*Your instructions*
Locate each line in the material below that contains the string "dark" and copy those lines in full.
--- START Records provided ---
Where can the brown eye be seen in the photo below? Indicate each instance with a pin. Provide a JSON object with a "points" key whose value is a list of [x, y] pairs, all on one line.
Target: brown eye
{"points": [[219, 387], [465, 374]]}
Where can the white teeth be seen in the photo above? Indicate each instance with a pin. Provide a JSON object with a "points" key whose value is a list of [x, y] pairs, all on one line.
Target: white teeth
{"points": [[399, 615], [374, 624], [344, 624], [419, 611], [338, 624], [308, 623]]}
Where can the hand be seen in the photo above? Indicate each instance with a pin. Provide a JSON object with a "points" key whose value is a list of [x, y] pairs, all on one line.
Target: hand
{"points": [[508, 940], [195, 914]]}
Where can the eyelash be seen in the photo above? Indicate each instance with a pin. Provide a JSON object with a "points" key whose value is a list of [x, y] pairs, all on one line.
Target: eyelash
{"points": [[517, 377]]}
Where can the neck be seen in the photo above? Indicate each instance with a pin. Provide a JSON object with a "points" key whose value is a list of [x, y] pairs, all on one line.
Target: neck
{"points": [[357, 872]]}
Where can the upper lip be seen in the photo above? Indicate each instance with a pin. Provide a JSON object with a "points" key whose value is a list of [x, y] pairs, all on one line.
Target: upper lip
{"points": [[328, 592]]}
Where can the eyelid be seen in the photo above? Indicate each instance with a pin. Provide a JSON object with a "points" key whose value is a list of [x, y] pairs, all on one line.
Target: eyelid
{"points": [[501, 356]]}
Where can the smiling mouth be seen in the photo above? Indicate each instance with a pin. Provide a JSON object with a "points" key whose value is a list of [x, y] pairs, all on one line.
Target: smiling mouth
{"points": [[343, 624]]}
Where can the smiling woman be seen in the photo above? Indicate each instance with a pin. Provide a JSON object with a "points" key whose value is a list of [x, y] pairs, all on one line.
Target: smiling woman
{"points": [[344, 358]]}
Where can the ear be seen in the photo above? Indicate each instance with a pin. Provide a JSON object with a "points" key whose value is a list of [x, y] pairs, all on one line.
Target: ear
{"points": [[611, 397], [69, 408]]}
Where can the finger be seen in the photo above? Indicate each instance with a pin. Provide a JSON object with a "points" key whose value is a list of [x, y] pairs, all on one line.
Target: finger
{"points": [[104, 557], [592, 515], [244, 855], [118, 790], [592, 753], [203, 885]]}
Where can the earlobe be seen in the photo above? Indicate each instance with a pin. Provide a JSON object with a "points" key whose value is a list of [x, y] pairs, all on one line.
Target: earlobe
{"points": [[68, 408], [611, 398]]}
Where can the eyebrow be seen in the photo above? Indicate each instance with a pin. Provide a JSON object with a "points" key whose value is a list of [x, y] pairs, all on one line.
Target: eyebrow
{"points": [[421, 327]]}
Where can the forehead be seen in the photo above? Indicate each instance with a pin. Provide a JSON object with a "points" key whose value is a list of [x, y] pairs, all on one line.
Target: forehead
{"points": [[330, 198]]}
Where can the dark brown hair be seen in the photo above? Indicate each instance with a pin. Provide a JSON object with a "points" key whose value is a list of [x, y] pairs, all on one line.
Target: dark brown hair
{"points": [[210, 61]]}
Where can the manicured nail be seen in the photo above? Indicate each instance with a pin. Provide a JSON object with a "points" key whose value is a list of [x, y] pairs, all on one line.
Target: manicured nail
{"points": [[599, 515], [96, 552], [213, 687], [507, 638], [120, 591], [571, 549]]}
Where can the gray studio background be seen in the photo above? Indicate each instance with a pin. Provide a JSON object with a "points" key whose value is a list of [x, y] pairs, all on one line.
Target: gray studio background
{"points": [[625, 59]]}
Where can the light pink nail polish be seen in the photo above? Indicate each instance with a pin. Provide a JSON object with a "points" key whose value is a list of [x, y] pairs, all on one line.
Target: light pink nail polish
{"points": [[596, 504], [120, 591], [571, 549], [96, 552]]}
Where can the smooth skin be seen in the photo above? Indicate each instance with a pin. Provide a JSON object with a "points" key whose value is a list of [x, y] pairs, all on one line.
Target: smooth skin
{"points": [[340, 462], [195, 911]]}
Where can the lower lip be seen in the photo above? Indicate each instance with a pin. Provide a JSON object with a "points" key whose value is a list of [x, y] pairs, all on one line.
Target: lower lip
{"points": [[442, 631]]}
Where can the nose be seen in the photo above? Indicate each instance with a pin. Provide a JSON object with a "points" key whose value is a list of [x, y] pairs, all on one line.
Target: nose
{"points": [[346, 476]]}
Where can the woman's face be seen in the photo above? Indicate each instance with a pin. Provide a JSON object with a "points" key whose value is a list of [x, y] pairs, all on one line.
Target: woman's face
--- END Records provided ---
--- START Records provided ---
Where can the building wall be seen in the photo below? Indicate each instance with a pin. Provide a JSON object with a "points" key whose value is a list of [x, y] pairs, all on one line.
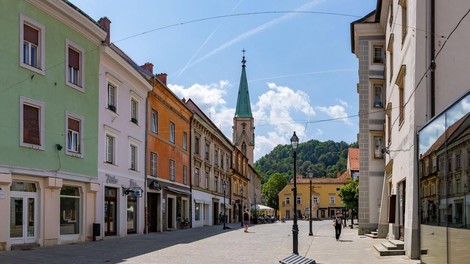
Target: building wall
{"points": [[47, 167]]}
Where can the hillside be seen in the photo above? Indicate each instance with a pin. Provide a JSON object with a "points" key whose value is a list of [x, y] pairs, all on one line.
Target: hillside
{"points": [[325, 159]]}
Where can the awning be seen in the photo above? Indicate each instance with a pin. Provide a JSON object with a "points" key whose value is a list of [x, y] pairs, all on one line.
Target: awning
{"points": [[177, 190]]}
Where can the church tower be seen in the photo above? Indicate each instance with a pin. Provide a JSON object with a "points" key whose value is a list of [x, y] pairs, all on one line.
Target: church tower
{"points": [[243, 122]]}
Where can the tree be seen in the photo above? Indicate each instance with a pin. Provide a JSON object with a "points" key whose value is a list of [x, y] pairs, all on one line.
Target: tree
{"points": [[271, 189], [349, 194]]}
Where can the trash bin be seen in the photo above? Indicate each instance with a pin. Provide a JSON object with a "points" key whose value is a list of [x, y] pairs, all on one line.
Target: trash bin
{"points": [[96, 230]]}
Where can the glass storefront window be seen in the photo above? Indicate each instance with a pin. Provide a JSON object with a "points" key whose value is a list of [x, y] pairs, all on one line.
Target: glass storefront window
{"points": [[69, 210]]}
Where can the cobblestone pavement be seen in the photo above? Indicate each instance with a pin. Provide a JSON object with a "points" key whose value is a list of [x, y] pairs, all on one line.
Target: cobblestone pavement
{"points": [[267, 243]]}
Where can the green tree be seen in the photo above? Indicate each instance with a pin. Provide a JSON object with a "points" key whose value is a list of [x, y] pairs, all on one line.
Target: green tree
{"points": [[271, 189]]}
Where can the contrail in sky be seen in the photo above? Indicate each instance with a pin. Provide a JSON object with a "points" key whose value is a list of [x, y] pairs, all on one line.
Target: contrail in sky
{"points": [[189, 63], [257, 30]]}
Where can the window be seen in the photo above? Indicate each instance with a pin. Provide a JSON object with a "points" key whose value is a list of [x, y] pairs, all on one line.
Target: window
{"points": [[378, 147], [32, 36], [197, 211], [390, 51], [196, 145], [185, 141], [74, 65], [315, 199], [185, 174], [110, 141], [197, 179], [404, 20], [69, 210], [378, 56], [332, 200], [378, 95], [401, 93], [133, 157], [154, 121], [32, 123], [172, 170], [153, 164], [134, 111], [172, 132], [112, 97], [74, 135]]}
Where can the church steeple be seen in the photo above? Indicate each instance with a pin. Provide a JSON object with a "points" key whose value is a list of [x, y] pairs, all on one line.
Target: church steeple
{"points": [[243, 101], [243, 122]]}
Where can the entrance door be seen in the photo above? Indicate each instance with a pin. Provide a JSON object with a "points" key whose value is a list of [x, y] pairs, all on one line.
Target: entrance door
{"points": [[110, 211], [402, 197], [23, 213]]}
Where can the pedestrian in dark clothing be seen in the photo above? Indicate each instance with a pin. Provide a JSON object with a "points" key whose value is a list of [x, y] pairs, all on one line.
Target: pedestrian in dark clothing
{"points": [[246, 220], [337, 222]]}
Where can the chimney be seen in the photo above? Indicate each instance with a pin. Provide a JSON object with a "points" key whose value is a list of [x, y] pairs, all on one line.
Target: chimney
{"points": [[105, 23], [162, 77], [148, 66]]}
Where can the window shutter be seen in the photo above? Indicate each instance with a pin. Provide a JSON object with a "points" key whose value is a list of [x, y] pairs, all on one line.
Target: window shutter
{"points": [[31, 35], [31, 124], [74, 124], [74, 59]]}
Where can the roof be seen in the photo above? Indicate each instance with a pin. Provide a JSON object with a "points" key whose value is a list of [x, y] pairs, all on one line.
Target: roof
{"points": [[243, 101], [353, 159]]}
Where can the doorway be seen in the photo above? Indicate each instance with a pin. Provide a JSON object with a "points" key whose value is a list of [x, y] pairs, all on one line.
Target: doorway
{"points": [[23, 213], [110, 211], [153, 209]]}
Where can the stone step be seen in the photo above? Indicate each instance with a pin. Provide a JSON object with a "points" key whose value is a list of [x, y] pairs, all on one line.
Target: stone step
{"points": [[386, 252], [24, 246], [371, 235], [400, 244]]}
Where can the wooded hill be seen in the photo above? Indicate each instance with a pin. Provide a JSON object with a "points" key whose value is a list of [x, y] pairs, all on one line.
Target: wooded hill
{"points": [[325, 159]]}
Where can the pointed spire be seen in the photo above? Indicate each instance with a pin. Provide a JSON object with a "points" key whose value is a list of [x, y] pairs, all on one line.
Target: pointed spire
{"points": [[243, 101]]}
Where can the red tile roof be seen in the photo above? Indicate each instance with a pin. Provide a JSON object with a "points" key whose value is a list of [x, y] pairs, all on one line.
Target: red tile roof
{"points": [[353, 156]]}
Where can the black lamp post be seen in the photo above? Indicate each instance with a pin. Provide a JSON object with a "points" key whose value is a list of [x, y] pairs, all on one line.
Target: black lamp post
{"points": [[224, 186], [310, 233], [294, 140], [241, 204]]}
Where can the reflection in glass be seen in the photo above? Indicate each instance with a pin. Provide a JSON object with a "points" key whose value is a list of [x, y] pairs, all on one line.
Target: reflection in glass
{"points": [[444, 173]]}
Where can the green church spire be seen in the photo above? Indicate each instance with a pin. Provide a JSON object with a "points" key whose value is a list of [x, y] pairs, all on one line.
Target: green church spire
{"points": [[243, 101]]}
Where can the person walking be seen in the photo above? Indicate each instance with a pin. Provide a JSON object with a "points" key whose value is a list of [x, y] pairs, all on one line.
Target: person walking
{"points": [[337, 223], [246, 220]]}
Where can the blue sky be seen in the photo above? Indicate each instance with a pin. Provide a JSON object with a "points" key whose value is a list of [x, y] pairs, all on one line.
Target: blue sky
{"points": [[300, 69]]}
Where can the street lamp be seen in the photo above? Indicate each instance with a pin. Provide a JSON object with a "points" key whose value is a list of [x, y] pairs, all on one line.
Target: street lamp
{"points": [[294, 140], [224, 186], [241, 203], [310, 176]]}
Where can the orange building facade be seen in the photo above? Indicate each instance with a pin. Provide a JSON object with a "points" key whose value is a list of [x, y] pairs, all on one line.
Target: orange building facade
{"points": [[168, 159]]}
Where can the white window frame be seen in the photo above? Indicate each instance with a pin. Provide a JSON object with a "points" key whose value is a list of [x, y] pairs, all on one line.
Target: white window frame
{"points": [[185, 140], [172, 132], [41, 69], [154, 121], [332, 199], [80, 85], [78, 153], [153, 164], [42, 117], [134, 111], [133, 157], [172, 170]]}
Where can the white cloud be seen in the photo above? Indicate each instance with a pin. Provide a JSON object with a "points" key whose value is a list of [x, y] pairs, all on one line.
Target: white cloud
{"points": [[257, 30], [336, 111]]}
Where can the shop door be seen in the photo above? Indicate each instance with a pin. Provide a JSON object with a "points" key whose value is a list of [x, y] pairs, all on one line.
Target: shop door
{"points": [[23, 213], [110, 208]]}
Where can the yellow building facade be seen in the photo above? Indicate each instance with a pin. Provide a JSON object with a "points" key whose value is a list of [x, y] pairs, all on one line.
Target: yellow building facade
--- END Records provided ---
*Output below*
Where can the dark brown hair be seen in the photo above? Indicate each instance with a pin. Provide a JSON object with a "points" key whose value is a list of [x, y] pairs, all on one line.
Target: dark brown hair
Where can the pedestrian in dark clothing be seen in the photo above? Indicate each instance with a pin. Provide a JSON object with a "points" key whose value is a list of [x, y] pairs, all on one line.
Target: pedestrian in dark clothing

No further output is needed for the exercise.